● **What the exercise asks**: Among the entries below, count the lines that contain the word "dress". Write down only the total.

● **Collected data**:
☆ ☆ ☆ ☆

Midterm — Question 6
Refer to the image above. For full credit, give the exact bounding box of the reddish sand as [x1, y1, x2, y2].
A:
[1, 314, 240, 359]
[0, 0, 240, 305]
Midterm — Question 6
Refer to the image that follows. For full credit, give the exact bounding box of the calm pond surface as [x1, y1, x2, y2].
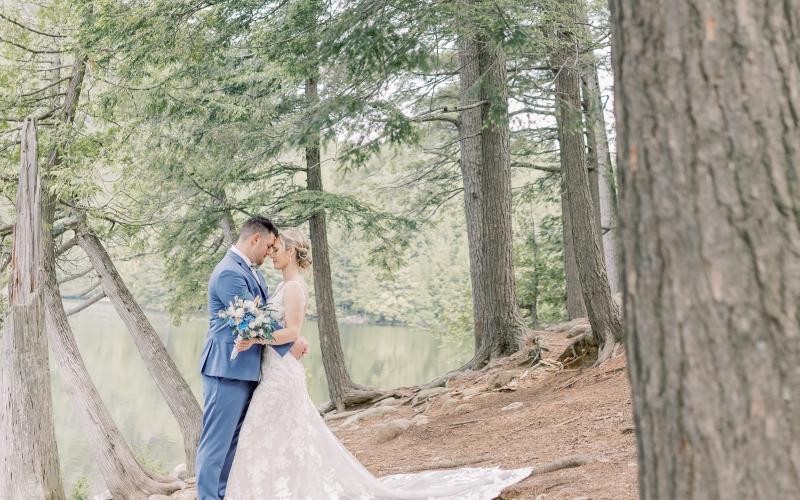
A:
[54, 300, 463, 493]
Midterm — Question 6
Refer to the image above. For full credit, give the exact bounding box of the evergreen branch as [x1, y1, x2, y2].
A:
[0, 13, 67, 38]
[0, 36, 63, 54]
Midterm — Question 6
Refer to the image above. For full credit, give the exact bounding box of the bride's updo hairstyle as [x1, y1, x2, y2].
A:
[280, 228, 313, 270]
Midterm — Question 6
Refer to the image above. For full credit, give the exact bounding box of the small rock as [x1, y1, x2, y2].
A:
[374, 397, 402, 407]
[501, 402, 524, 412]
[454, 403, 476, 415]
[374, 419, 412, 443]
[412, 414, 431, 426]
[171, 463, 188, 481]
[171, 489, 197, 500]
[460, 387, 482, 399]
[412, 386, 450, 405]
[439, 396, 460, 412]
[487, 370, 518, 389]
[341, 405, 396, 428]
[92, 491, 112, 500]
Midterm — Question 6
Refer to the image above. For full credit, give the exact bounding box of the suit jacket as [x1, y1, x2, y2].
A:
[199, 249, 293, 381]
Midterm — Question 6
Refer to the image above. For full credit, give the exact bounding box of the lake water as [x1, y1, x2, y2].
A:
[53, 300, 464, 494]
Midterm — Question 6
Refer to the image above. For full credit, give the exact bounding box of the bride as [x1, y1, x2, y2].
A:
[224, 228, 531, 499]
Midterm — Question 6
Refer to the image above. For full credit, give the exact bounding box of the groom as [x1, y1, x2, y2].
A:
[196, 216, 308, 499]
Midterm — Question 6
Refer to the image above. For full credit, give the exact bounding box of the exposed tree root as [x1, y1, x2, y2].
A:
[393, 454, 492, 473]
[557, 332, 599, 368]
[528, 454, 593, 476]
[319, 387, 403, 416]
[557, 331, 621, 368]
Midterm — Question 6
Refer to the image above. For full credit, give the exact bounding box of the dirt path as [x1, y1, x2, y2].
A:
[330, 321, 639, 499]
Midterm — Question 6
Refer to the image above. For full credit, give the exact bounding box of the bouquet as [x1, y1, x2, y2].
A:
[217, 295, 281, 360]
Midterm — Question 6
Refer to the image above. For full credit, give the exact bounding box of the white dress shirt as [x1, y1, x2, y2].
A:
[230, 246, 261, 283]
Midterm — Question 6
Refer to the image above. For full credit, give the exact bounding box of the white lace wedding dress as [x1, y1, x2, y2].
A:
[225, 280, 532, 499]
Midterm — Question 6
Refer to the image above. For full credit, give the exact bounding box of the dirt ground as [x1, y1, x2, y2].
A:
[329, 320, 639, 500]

☆ ☆ ☆ ☆

● **Task solution**: 2